Extracted material Start Marker
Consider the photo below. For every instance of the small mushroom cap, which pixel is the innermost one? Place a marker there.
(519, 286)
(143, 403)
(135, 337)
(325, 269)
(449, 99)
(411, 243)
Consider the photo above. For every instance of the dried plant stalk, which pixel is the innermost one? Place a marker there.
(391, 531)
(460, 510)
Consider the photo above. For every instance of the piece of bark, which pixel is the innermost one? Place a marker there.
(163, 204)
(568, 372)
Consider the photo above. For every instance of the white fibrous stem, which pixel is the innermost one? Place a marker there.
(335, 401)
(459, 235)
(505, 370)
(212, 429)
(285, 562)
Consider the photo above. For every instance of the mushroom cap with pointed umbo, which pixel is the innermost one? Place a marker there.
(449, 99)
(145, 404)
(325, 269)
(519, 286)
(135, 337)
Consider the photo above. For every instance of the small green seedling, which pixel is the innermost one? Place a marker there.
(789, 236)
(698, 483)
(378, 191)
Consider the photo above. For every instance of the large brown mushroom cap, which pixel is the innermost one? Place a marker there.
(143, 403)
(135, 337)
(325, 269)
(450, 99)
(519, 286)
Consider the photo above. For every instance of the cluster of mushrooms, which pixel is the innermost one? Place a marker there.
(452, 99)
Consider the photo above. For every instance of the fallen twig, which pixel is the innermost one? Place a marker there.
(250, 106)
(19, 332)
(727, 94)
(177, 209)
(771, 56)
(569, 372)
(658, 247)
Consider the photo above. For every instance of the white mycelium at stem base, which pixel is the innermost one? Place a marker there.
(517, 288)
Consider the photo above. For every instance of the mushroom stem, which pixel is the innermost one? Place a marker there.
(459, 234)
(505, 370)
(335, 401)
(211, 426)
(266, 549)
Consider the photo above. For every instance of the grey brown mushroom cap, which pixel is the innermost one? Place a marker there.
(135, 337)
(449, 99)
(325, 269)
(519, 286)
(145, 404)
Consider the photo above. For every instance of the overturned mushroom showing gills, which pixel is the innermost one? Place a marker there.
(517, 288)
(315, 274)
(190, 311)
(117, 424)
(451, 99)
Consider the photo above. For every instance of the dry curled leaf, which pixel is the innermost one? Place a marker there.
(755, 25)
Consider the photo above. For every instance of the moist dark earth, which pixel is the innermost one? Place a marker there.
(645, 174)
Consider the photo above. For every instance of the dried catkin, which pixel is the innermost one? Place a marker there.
Extracted material End Marker
→ **What you will do**
Return the data in its entirety, exactly as given.

→ **Written response**
Consider the photo below. For every instance of the small mushroom cap, which pixel is the innermost one? Place a marker there.
(519, 286)
(143, 403)
(135, 337)
(325, 269)
(449, 99)
(411, 243)
Consider the photo above. For every instance of the dried plant stalk, which pixel is the innermost one? Place a marker there.
(391, 531)
(460, 510)
Consider the photo above. For every instance of the piece of bark, which pixel is the innermost one? Place a marker there.
(163, 204)
(568, 372)
Consider the photo above. For every instance of the white fibrous stem, which pixel is the innermost one? Place a marker there.
(335, 401)
(459, 235)
(505, 370)
(212, 429)
(285, 562)
Consider the photo above. For every instance of the mushroom cap with pointed umbo, which pixel is the innermost one? Place a marker there.
(449, 99)
(145, 404)
(325, 269)
(519, 286)
(135, 337)
Consider the photo above. For every instance of the small green seedling, which pixel is the innermost one? Place a marker there.
(789, 236)
(698, 483)
(378, 191)
Consider the photo above. For every instance of the large brown mushroom cap, which pixel is the innermost one? Place a marker there.
(143, 403)
(135, 337)
(325, 269)
(450, 99)
(519, 286)
Consider the photo above. For every instance of the cluster of mushrooms, which pixel is the innermost one? Place a marker there.
(452, 99)
Consider the photo above. For every instance of the fallen twig, which pixel is the innermost one? Place a marker there.
(250, 106)
(19, 332)
(727, 94)
(177, 209)
(771, 56)
(569, 372)
(658, 247)
Consider the photo above. For every instance of the white mycelium at stem base, which pixel is the innermost one? Place a marker there.
(517, 288)
Consider the photo above. For every instance of the mushroom stem, which pixel is the innermost one? Place a marker there.
(459, 234)
(505, 370)
(335, 401)
(211, 426)
(266, 549)
Consider the photo above. For every instance of the grey brown mushroom cap, which pixel is the innermost one? Place a marker there.
(135, 337)
(449, 99)
(325, 269)
(519, 286)
(145, 404)
Consider the photo above. For every instance of the overturned mushroom showing gills, which pixel is the innermost one? Place a marker there.
(517, 288)
(315, 274)
(190, 311)
(117, 424)
(451, 99)
Consider the photo above. For every instance of the dry curled leaf, which pixel is the innermost one? Place a marker there.
(755, 25)
Consider the photo above. For every instance of the moist dark earth, which pixel is the innermost one? Place a marker there.
(645, 174)
Consider the photo above. For every instance of the dried catkin, which pixel is the innermost one? Place a marker there.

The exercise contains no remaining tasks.